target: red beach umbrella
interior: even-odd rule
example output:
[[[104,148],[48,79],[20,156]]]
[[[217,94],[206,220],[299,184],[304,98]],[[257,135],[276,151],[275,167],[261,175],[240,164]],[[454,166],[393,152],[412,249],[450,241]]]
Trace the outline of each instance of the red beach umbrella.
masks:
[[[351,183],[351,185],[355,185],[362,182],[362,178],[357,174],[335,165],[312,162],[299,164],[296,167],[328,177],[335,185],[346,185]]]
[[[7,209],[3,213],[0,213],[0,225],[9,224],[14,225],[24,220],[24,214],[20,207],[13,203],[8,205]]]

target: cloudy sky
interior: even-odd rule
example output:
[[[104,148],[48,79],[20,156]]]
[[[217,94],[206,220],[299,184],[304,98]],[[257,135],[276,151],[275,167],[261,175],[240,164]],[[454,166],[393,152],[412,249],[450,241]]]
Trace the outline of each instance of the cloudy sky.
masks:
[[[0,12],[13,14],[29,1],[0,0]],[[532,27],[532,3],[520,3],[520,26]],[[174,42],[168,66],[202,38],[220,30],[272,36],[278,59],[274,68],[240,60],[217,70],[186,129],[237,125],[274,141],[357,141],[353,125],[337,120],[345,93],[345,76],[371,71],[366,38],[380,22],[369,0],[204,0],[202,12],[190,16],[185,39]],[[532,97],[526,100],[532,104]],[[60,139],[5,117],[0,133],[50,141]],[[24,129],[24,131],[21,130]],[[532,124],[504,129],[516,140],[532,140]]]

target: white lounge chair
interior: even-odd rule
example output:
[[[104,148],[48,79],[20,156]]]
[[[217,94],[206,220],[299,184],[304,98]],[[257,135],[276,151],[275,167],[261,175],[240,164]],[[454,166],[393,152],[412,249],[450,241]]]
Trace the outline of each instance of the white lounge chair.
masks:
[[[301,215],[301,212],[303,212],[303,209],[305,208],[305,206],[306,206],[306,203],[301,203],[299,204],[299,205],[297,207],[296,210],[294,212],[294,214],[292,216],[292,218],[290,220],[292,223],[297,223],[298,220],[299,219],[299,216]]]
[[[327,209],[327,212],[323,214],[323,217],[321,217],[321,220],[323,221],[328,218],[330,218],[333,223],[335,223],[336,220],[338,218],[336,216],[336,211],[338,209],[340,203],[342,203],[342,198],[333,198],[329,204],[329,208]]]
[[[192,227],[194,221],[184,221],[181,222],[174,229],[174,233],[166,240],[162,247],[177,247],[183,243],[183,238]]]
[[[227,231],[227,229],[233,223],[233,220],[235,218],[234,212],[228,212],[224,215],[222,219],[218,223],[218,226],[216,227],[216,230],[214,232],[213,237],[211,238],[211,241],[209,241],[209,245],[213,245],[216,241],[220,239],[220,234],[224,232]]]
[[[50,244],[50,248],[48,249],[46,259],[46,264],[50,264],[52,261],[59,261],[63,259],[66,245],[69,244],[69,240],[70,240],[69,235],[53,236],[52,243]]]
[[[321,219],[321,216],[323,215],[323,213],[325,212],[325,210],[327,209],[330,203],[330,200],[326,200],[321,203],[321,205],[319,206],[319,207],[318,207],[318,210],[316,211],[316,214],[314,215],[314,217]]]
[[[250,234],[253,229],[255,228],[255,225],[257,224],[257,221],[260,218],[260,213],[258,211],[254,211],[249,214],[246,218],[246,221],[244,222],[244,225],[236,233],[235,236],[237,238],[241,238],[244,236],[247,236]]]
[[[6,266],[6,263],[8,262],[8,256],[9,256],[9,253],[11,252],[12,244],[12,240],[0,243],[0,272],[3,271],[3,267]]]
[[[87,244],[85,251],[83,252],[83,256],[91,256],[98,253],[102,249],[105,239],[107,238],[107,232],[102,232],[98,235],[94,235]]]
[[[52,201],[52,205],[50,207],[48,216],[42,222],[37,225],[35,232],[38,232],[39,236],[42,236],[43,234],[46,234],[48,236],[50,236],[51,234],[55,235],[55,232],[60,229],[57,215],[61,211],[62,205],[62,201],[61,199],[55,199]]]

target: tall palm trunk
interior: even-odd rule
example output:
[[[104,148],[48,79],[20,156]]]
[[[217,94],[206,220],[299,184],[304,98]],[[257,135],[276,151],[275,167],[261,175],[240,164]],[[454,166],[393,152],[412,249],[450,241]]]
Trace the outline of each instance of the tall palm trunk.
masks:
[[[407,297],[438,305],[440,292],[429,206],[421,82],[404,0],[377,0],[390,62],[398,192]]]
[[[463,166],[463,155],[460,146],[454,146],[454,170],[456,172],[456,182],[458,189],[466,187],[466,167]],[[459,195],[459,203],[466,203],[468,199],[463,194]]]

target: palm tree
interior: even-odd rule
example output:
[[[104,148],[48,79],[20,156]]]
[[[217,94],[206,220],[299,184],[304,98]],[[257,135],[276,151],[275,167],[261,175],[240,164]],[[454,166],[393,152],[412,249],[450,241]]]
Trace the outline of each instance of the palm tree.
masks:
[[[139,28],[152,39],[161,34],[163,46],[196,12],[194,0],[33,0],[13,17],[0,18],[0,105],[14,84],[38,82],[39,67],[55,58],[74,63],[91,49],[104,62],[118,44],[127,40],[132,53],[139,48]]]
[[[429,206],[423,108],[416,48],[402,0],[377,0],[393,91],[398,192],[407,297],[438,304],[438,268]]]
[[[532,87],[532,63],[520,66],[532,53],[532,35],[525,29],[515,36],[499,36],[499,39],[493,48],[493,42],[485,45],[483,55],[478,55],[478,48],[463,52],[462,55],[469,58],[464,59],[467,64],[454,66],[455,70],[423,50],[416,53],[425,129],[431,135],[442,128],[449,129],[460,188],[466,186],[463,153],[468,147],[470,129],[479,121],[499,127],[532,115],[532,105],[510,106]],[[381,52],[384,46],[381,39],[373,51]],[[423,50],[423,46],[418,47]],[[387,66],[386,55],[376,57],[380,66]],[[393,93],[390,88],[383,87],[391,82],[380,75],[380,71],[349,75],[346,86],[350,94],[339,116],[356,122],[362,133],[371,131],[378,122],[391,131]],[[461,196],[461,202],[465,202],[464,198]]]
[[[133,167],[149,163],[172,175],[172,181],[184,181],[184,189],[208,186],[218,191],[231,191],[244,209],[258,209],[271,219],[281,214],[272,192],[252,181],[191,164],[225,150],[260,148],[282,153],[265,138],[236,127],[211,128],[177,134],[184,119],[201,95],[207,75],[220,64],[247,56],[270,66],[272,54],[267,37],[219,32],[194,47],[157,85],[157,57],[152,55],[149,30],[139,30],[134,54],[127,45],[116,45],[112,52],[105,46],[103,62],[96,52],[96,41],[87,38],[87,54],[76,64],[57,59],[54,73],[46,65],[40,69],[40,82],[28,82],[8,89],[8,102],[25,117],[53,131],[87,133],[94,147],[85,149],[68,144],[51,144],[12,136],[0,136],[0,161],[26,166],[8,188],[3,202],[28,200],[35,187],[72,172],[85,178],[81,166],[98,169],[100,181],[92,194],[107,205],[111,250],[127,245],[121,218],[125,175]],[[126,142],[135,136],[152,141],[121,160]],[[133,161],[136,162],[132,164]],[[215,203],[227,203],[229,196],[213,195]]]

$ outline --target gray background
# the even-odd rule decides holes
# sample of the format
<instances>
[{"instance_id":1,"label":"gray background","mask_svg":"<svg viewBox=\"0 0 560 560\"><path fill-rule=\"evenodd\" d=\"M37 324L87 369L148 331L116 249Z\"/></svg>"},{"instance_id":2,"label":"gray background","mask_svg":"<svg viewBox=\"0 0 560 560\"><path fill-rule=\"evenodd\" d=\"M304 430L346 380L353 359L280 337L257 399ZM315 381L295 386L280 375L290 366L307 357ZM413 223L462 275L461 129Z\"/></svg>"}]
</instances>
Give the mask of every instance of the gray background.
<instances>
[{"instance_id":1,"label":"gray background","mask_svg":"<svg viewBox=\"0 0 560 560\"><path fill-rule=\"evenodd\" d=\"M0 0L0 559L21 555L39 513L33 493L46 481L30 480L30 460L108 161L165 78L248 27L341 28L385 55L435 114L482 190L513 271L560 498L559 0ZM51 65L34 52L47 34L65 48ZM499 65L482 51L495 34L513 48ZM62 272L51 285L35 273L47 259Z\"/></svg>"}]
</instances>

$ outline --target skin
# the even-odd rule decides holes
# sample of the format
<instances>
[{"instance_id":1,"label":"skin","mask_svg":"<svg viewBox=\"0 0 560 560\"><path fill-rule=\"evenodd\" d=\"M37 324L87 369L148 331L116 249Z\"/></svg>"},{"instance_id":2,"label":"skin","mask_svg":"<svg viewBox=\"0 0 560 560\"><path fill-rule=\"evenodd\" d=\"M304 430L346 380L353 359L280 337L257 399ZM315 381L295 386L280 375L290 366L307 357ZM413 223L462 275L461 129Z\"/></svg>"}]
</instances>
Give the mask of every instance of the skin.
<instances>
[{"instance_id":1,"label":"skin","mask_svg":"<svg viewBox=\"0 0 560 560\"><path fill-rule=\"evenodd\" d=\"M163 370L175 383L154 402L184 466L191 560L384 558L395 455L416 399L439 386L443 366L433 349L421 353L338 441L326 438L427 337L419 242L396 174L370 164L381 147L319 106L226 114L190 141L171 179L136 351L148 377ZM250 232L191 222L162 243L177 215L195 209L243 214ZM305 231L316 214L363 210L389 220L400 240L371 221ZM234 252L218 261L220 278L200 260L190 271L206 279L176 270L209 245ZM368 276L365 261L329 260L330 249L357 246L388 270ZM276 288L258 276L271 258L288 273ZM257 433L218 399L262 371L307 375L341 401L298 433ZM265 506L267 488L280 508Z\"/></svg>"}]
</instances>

* * *

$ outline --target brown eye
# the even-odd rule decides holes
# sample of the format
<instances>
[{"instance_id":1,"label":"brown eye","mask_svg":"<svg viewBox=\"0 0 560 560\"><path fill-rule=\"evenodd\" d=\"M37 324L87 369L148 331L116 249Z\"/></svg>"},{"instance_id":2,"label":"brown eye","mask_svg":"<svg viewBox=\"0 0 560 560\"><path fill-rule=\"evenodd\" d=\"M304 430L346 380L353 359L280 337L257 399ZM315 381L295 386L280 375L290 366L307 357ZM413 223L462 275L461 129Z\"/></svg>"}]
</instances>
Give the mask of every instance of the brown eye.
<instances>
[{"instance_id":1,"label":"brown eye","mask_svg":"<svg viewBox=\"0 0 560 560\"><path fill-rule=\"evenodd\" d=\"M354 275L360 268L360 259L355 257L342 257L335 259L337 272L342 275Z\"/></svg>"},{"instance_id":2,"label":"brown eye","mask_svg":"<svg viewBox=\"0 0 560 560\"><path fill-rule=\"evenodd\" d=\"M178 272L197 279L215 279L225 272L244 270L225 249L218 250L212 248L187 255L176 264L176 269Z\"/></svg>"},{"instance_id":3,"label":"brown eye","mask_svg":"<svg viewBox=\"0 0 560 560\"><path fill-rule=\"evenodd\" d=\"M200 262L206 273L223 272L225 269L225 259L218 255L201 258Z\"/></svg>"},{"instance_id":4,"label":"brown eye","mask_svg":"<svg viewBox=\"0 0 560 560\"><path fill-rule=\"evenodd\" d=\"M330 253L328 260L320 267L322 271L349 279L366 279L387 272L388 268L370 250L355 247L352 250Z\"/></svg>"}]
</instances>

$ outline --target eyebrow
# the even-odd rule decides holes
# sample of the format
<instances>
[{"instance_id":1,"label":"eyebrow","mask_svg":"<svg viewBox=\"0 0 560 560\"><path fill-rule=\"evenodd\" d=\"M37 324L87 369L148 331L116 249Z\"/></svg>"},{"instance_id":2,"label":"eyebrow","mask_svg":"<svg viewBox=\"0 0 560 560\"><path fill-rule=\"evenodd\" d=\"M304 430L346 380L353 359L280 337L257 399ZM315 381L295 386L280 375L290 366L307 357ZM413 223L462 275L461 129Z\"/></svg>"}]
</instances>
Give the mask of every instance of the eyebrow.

** WORK TO DO **
Please pull out every line of the rows above that contains the string "palm", and copy each one in full. Case counts, so skip lines where the letters differ in case.

** FINAL ANSWER **
target: tall palm trunk
Trace the outline of each instance of the tall palm trunk.
target: palm tree
Trace the outline of each instance of the palm tree.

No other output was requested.